● GOAL
Using the reality TV essay below, explain in one to three sentences why commentators have kept Big Brother under constant public controversy.

● PAGE TEXT
-- BEGIN --
The Western tradition of art ‘has always equated knowledge with representations which are judged according to their adequacy as reflections of external reality’ (Evans and Hall, 1999:12). However, works of art, photographs and modern media representations are essentially constructions through which ideologies are transmitted.

Reality TV Essay Introduction

Each historical age produces its own form of realism, its own ‘regime of truth.’ These forms of representing social reality change through time (Dovey, 2004:232). The media landscape has changed dramatically during the past decade. Out of the new broadcasting environment arose a new form of factual entertainment, generally referred to as reality TV. The growth of reality TV has brought to surface the age-old concern about realism and truthfulness. The defining feature of the mediated culture in which we now live is the intermingling of traditional codes of documentary realism with genres based on celebrity and artifice (Lewis, 2004: 288). These days the codes of reality and construction are more blurred than ever as factual television practices have more or less abandoned empirical observation in favour of the observation of simulated situations created for the consumption of television audiences. Audiences keep watching because ‘reality TV promises a window to the soul.’ (Patkin, 2003:13). Reality TV programmes claim to represent real life through the unscripted actions of real people. Critics claim that realism in reality TV is nothing but a construction. This essay examines the debates surrounding the question: How ‘real’ is reality TV? This is done through the examination of the most popular reality TV format in the UK, Big Brother. Described as a ‘gamedoc’, Big Brother first appeared on British television in the summer of 2000. The contestants are monitored 24 hours a day, seven days a week while they live together in a house isolated from the outside world. Since the first show, Big Brother has been screened every summer, its contestants have turned into minor celebrities and commentators have subjected the show to continuous public controversy due to the fact that it is seen to encourage paranoia and conflict through continuous surveillance.
-- END --
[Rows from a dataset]
-- BEGIN --
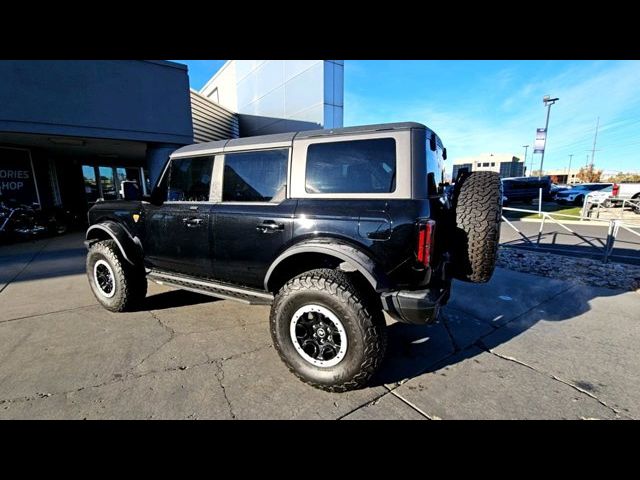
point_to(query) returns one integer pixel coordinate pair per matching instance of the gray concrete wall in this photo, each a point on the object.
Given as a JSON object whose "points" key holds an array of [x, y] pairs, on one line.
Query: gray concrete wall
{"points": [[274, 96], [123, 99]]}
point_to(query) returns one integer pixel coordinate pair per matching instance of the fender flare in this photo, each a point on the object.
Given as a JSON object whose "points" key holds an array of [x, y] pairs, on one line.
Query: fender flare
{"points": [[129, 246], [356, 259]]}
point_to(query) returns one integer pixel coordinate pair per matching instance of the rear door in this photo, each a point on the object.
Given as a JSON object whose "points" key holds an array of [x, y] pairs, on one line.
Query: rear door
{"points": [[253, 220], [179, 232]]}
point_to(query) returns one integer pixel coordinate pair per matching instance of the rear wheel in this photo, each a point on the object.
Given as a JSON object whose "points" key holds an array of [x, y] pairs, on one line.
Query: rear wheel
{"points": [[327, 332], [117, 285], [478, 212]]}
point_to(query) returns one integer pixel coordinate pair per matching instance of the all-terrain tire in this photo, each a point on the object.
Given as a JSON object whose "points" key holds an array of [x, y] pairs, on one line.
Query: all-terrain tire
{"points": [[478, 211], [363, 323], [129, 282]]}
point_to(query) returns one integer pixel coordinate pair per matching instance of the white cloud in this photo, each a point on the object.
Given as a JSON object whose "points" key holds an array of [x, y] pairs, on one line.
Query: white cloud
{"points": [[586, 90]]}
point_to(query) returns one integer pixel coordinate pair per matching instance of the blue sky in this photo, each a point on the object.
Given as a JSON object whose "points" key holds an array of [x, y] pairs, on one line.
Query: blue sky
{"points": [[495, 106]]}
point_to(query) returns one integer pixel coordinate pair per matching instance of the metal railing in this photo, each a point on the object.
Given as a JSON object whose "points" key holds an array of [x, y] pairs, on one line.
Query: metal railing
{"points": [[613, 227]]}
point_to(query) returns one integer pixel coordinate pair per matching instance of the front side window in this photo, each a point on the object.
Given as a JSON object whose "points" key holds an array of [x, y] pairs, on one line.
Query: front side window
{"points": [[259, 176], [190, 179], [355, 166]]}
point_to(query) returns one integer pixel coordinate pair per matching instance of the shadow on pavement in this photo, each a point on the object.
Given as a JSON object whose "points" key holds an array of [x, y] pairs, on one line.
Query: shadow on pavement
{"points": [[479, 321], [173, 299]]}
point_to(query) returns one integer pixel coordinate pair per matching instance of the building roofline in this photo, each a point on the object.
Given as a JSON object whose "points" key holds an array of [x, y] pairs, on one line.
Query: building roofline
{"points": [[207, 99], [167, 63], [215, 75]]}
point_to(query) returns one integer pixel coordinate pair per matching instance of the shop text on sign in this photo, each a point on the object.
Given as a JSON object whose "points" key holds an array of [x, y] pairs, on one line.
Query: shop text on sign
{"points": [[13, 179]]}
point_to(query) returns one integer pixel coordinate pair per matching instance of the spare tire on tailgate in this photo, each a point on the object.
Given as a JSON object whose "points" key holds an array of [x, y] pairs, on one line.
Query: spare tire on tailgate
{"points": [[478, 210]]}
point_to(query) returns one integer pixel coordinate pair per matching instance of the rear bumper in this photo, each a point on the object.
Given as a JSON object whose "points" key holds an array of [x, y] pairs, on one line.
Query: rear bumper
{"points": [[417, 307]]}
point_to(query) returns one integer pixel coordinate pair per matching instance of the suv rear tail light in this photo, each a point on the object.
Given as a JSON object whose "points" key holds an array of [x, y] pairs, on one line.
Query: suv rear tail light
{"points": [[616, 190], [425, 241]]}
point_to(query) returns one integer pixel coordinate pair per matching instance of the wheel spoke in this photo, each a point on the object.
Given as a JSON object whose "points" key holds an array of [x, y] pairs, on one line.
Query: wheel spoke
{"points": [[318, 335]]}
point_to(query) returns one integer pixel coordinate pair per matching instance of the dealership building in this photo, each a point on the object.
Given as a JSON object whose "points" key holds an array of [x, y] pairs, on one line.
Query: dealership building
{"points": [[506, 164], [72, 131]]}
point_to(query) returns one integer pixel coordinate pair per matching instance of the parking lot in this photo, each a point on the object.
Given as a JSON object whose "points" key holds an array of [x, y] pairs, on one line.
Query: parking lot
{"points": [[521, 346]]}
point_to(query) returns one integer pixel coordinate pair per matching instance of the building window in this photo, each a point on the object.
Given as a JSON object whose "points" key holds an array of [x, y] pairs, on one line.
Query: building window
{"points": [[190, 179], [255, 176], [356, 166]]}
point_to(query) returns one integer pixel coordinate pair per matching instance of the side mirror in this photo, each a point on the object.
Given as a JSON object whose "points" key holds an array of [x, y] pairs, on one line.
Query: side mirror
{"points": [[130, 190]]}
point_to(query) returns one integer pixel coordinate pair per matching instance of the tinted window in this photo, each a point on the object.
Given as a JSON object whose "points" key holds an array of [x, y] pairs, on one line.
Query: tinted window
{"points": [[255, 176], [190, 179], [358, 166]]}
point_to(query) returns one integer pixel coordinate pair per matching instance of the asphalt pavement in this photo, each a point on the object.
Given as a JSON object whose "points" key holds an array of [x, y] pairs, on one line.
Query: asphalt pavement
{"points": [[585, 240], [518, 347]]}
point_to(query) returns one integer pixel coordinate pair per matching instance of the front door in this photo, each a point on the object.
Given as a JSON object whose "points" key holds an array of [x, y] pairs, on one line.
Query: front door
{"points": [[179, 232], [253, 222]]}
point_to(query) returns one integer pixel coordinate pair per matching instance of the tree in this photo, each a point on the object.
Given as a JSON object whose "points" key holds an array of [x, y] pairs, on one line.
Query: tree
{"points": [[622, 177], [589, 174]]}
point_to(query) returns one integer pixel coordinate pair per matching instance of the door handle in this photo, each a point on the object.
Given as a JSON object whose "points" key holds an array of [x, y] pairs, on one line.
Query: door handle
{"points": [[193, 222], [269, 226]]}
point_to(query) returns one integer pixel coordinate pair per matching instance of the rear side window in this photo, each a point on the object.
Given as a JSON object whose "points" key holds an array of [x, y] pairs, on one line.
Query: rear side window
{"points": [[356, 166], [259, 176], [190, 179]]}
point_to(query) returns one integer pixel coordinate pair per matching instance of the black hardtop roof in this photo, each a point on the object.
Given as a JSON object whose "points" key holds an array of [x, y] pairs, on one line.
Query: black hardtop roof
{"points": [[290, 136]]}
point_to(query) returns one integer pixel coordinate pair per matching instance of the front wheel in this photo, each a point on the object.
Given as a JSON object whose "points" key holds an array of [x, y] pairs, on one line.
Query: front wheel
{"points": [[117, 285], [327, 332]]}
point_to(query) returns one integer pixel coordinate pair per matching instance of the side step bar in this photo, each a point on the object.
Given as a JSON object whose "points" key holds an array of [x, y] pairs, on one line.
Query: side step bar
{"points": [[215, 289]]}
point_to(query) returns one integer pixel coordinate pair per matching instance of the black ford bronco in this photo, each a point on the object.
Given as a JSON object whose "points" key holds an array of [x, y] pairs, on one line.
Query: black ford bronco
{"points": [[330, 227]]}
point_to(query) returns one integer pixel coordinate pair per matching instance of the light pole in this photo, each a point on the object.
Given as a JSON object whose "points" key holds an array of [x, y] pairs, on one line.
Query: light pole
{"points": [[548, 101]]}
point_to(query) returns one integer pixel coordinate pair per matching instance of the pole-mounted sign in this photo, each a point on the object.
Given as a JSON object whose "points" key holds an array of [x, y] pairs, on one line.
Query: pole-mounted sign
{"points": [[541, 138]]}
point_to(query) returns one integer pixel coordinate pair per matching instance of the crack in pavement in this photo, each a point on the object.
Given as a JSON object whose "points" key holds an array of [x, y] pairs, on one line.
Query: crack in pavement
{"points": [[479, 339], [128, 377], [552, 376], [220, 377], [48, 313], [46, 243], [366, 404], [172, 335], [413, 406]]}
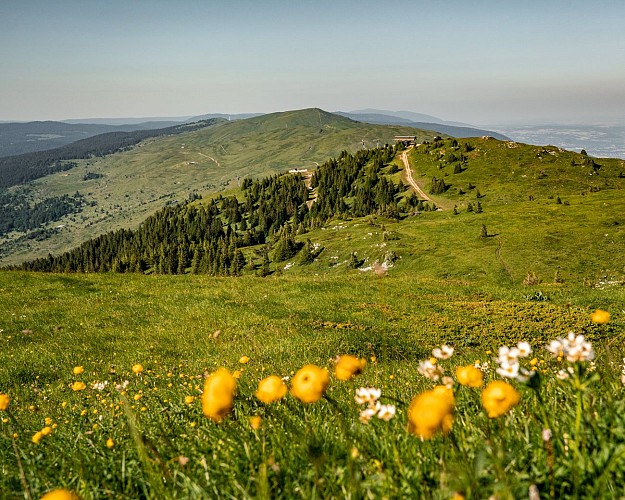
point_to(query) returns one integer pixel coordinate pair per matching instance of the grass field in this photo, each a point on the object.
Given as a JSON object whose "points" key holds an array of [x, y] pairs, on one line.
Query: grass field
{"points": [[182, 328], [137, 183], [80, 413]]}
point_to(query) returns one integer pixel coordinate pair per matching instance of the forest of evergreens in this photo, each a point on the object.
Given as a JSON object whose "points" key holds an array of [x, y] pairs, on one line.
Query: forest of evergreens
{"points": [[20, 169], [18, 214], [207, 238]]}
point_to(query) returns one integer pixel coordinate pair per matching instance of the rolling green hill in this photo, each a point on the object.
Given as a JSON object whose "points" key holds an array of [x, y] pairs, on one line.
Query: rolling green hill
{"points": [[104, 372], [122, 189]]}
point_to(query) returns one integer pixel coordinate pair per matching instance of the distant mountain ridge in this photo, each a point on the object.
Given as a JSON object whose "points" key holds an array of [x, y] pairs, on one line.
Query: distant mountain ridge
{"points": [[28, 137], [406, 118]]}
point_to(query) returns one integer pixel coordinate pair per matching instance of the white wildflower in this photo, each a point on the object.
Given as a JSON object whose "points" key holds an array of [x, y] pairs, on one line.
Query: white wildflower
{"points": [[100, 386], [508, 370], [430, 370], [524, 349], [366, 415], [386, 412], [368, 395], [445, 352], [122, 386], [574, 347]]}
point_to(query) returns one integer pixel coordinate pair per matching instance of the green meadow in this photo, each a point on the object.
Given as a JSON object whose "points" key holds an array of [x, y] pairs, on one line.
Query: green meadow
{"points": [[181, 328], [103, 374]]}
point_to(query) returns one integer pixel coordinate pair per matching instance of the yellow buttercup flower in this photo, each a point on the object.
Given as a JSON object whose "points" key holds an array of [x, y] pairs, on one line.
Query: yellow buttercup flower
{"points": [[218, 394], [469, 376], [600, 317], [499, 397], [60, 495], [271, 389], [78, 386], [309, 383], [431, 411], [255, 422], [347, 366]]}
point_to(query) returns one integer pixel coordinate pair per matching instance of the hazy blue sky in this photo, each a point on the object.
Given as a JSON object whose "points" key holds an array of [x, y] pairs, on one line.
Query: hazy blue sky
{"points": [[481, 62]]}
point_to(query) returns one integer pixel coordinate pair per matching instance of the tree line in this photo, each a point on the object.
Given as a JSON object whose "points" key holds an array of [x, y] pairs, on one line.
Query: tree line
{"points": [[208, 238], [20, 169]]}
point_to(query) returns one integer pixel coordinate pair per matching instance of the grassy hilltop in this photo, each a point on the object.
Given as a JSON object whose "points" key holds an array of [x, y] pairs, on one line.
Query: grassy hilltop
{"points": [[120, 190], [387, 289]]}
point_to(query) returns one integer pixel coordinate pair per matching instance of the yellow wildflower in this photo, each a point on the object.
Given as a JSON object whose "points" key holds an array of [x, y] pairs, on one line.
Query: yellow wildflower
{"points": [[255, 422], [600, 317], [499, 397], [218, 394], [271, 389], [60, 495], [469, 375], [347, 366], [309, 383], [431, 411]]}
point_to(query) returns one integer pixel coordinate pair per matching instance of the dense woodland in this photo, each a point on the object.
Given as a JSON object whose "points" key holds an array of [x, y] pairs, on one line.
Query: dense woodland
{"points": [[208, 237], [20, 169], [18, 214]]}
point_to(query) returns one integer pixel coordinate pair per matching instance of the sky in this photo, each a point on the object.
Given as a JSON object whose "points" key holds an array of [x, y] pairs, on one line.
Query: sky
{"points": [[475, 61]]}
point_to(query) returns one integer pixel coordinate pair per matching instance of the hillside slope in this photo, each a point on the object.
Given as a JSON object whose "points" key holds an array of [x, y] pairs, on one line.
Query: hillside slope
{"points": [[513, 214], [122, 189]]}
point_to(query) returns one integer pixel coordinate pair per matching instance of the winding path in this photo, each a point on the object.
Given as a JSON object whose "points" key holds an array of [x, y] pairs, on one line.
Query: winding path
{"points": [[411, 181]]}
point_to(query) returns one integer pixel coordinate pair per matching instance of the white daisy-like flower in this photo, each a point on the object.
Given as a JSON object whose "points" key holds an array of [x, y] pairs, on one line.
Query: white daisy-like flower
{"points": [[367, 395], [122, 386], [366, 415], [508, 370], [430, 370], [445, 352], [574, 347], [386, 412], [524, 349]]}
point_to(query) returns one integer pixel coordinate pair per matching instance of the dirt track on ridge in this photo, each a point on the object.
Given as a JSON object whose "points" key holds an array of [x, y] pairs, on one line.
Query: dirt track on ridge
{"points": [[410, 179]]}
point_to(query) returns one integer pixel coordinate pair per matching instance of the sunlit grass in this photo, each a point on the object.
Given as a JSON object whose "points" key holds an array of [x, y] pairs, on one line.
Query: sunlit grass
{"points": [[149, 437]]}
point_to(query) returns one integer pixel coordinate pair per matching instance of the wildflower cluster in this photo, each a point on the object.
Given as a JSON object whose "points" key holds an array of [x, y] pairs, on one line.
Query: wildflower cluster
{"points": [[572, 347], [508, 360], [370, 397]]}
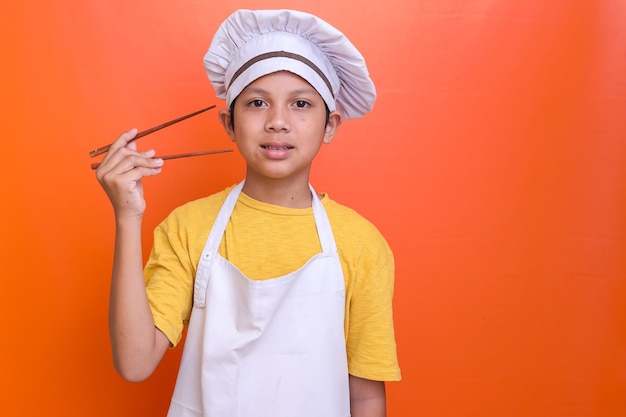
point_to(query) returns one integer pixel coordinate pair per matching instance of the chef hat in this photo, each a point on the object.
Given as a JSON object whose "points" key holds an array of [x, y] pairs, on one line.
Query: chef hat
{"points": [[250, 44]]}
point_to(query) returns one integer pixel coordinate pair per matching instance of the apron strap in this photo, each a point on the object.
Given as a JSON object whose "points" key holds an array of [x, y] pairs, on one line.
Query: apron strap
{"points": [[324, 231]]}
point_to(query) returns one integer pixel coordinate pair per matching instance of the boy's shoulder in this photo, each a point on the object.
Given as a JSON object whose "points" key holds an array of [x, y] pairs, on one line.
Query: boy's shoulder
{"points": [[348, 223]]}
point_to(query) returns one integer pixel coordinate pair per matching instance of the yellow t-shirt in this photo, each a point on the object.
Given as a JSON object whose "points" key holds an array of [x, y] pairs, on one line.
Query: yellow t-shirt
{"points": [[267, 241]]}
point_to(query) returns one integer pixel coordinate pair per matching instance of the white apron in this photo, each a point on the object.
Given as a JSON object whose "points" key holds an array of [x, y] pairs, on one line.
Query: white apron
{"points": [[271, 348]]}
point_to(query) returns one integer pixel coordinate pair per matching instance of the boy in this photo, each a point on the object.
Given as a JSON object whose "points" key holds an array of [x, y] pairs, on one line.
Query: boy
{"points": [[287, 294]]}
-- END --
● FINAL ANSWER
Commentators see Big Brother as encouraging paranoia and conflict through continuous surveillance. The contestants are watched 24 hours a day, seven days a week while they live together in a house cut off from the outside world.